Please format the lines below as a Markdown table with the columns Row and Line. Number each row and leave out any blank lines.

:: ENTRIES SHOWN ::

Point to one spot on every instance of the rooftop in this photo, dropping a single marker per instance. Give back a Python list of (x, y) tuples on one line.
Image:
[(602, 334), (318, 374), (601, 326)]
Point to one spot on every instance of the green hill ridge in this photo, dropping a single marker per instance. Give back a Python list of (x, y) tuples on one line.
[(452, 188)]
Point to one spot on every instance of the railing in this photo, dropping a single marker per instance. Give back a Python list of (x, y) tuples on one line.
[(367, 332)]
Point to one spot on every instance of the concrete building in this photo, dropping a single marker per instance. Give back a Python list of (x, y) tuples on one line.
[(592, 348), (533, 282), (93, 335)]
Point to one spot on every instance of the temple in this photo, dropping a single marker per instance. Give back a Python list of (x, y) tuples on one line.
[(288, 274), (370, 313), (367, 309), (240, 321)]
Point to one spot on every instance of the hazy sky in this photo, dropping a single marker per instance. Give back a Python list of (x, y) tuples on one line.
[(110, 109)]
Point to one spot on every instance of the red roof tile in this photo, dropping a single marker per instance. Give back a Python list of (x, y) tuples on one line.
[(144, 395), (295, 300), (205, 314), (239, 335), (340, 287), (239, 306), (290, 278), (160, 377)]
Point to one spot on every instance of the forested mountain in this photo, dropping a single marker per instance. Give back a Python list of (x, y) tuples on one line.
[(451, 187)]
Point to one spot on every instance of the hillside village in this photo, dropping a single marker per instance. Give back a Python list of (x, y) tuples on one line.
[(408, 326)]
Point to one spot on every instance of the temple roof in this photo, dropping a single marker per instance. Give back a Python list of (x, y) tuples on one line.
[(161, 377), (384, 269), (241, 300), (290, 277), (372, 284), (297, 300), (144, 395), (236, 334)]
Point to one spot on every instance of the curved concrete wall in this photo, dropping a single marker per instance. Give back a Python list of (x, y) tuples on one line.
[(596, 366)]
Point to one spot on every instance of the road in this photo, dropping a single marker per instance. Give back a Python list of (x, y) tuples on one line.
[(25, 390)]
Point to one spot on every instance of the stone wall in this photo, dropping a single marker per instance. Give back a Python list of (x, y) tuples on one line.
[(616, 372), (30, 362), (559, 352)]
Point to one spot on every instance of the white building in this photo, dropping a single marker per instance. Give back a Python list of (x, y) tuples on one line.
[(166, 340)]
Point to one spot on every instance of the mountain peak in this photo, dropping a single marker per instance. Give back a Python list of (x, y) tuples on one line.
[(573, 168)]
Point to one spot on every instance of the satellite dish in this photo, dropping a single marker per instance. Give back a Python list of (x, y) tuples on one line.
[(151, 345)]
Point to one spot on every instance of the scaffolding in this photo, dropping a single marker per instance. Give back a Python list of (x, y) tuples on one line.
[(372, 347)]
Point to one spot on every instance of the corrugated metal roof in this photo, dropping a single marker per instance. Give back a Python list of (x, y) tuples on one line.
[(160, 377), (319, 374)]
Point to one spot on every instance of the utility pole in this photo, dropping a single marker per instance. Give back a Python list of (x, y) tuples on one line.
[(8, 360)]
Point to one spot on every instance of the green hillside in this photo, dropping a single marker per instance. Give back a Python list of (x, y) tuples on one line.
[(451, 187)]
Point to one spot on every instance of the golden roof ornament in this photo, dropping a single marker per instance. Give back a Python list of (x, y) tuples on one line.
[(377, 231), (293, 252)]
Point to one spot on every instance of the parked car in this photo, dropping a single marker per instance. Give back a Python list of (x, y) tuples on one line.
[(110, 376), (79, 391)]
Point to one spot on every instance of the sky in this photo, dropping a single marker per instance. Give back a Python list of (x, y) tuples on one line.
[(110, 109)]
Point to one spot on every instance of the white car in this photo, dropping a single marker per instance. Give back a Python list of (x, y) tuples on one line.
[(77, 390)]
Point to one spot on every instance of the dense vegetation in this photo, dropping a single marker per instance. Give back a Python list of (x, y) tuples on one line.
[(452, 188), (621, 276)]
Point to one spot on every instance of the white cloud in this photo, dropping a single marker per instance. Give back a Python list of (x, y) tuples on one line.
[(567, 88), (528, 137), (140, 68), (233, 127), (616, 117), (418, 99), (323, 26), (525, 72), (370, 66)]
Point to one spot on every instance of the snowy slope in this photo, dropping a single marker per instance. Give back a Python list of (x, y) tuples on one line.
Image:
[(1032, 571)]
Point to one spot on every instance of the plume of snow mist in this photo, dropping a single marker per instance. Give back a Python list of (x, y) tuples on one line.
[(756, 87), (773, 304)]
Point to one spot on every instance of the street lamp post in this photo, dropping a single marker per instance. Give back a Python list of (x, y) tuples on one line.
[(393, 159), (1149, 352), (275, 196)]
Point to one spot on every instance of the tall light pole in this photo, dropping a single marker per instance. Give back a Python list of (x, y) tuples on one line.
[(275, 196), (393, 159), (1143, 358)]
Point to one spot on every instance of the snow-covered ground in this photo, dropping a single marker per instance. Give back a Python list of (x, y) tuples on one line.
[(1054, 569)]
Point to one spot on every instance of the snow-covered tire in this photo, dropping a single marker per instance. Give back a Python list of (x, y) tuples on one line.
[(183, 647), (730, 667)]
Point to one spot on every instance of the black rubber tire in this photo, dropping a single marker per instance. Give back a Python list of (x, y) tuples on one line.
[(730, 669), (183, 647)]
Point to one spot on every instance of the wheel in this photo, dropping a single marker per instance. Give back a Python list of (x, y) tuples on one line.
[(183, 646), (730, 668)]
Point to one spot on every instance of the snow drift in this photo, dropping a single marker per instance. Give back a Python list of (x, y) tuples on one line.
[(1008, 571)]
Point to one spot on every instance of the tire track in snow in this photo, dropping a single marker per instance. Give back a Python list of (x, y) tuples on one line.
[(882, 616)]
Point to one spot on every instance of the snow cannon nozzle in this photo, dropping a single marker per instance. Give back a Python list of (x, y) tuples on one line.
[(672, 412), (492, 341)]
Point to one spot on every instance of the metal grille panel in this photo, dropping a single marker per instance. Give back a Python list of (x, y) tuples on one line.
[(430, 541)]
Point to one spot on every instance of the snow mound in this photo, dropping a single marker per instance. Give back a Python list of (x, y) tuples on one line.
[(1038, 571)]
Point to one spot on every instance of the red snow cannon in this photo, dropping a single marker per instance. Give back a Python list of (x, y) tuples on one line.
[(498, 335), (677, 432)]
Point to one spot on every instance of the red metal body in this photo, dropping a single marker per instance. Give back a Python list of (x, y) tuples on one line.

:::

**EXERCISE ANSWER**
| Row | Line |
|---|---|
| 1 | Point to one spot on every instance of the rooftop in this photo, dropping a single marker per instance. Give back a Python list of (x, y) tuples on one line. |
| 2 | Image: |
| 3 | [(602, 334), (318, 374), (601, 326)] |
| 4 | Point to one spot on every instance of the green hill ridge in this photo, dropping a single marker per instance. Give back a Python list of (x, y) tuples on one line. |
| 5 | [(452, 188)] |
| 6 | Point to one spot on every instance of the railing in this photo, dropping a single marker per instance. Give back a Python list of (x, y) tuples on one line. |
| 7 | [(367, 332)] |
| 8 | Point to one spot on every instance of the concrete building in this photo, dropping a single marker per instance. Give back a Python list of (x, y) tuples on one line. |
| 9 | [(592, 348), (533, 282), (93, 335)] |
| 10 | Point to one spot on every instance of the temple in this photo, dropping a single marker per instance. Give back a Python list of (x, y) tuples on one line. |
| 11 | [(288, 274), (370, 313), (367, 309), (240, 321)] |
| 12 | Point to one spot on every instance of the hazy sky in this photo, dropping a single marker per instance. Give back a Python list of (x, y) tuples on one line. |
| 13 | [(110, 109)] |
| 14 | Point to one spot on every instance of the red roof tile in this photo, dropping a single marker per instance. Give back a Python list of (x, y) tuples on one line. |
| 15 | [(144, 395), (295, 300), (205, 314), (239, 335), (340, 287), (239, 306), (290, 278), (160, 377)] |
| 16 | Point to one spot on every instance of the forested mountain in this photo, dropping a single marker per instance. Give back a Python list of (x, y) tuples on one line. |
| 17 | [(451, 187)] |
| 18 | Point to one spot on every instance of the hillside village in this photo, dropping a single marker per instance. Give back a Python list of (x, y) tuples on one line. |
| 19 | [(408, 326)] |
| 20 | Point to one spot on every instance of the temple roof in this photo, dropping a single marker per instance. Give back a Python list of (x, y) tuples on one line. |
| 21 | [(161, 377), (384, 269), (241, 300), (290, 277), (372, 284), (297, 300), (144, 395), (236, 334)] |
| 22 | Point to one spot on every instance of the curved concrete wall in this photo, dropping a single marker per instance. Give back a Python list of (x, y) tuples on one line. |
| 23 | [(596, 366)] |
| 24 | Point to one spot on every instance of the road in this photo, dropping a single marker per instance. Give back a Python list of (x, y) tuples on one line. |
| 25 | [(25, 390)] |
| 26 | Point to one spot on every instance of the stone wall in this photo, dropping a single marker per instance. Give back a Python list of (x, y) tuples on one line. |
| 27 | [(616, 372), (30, 362), (559, 352)] |
| 28 | Point to one spot on every instance of the white building in this photo, dropping a single marker per instance. Give back a Python list of (x, y) tuples on one line. |
| 29 | [(166, 340)] |
| 30 | Point to one spot on every instance of the mountain peak in this photo, dropping a single marker per instance. Give back a Python list of (x, y) tuples on one line. |
| 31 | [(573, 168)] |
| 32 | Point to one spot on every instance of the satellite dish in this photo, dropping a single marker per instance. Give back a Python list of (x, y) tuples on one line. |
| 33 | [(151, 345)] |
| 34 | Point to one spot on every instance of the scaffolding in this photo, dropping a single marker per instance. Give back a Python list of (x, y) tuples on one line. |
| 35 | [(372, 347)] |
| 36 | Point to one spot on every instance of the corrugated metal roof in this photo, dropping a single marker per instance. Give back a Python list of (x, y) tuples on one line. |
| 37 | [(160, 377), (319, 374)] |
| 38 | Point to one spot on every instance of the utility pole in this photo, dropping a single marker per instance. Give back a Python list of (x, y) tuples on one line. |
| 39 | [(8, 360)] |
| 40 | Point to one spot on every instance of the green hillside in this photo, dropping a single marker per instance. Give back a Python list of (x, y) tuples on one line. |
| 41 | [(451, 187)] |
| 42 | Point to one spot on every instance of the golden roof ornament in this photo, dropping a single marker per instance. Give back a Python list of (x, y) tuples on one line. |
| 43 | [(377, 231), (293, 252)] |
| 44 | Point to one spot on every instance of the parked car in this photo, dropping a single marker per instance. Give back a Python list of (x, y) tuples on one line. |
| 45 | [(110, 376), (79, 391)] |
| 46 | Point to one spot on every instance of the sky in this photo, dropping a single marker per instance. Give back a Python list of (x, y) tuples on one line. |
| 47 | [(110, 109)] |
| 48 | Point to one spot on every instance of the white car in this photo, dropping a single marker per instance. Give back a Python list of (x, y) tuples on one line. |
| 49 | [(77, 390)] |
| 50 | Point to one spot on every instance of the dense vegetation in this photo, dropping a single marker per instance. Give back a Python list of (x, y) tuples on one line. |
| 51 | [(452, 188), (621, 276)] |
| 52 | Point to one spot on every instance of the white cloud in this photo, dropping a single marker per instance. Give back a Python list of (x, y) tuples on one line. |
| 53 | [(567, 88), (528, 137), (140, 68), (233, 127), (616, 117), (418, 99), (323, 26), (525, 72), (370, 66)] |
| 54 | Point to one spot on every instance of the snowy slope in this photo, dropping a single marker per instance. Give back a Python list of (x, y) tuples on one line. |
| 55 | Image: |
| 56 | [(1032, 571)] |
| 57 | Point to one spot on every instance of the plume of snow mist in this photo, dropping a single marker per instance. Give back a Python list of (x, y) tuples on one line. |
| 58 | [(756, 87), (773, 304)] |
| 59 | Point to one spot on every instance of the street lamp post in this photo, dropping a single marker per instance. Give back a Python list of (x, y) tuples on one line. |
| 60 | [(393, 159), (1149, 352), (275, 196)] |
| 61 | Point to one spot on every instance of the tall light pole in this photo, dropping a single marker per instance. Give back a Python list of (x, y) tuples on one line. |
| 62 | [(275, 196), (393, 159), (1143, 358)] |
| 63 | Point to one spot on every instance of the snow-covered ground in this photo, dropping a single marker per instance. Give back a Python list of (x, y) tuples on one line. |
| 64 | [(1054, 569)] |
| 65 | Point to one spot on every instance of the snow-covered tire in this photo, dropping a single marker per instance. Give back a Python list of (x, y) tuples on one line. |
| 66 | [(183, 647), (730, 667)] |
| 67 | Point to one spot on every instance of the black rubber tire in this photo, dropping a single marker per instance. Give back a Python list of (x, y) tuples on one line. |
| 68 | [(730, 669), (183, 647)] |
| 69 | Point to one spot on every instance of the wheel in this photo, dropping a single marker per instance. Give back a Python list of (x, y) tuples on one line. |
| 70 | [(183, 646), (730, 668)] |
| 71 | Point to one spot on every instance of the snow drift in this photo, dropping a single marker per instance. Give back a Python list of (x, y) tuples on one line. |
| 72 | [(1008, 571)] |
| 73 | Point to one spot on every instance of the tire track in snow in this photo, dropping a single marker per instance. Give back a Python list of (x, y) tuples on one line. |
| 74 | [(882, 616)] |
| 75 | Point to one spot on every instance of the snow cannon nozzle in this photo, dropping a single marker per instance. Give back a Python list of (x, y) tuples on one line. |
| 76 | [(672, 412), (492, 341)] |
| 77 | Point to one spot on every instance of the metal grille panel in this photo, dropping a single marker per instance. Give back a Python list of (x, y) tuples on one line. |
| 78 | [(430, 541)] |
| 79 | Point to one spot on every instance of the snow mound in this photo, dropping a single marker per instance. Give back a Python list of (x, y) tuples on one line. |
| 80 | [(1038, 571)] |
| 81 | Point to one spot on every instance of the red snow cannon in this photo, dropping a single marker per instance. Give back a Python list of (x, y) tuples on one line. |
| 82 | [(498, 335), (677, 432)] |
| 83 | Point to one spot on every instance of the red metal body in this photo, dropping a single marker per instance. Give back a Python list of (x, y) tuples on one line. |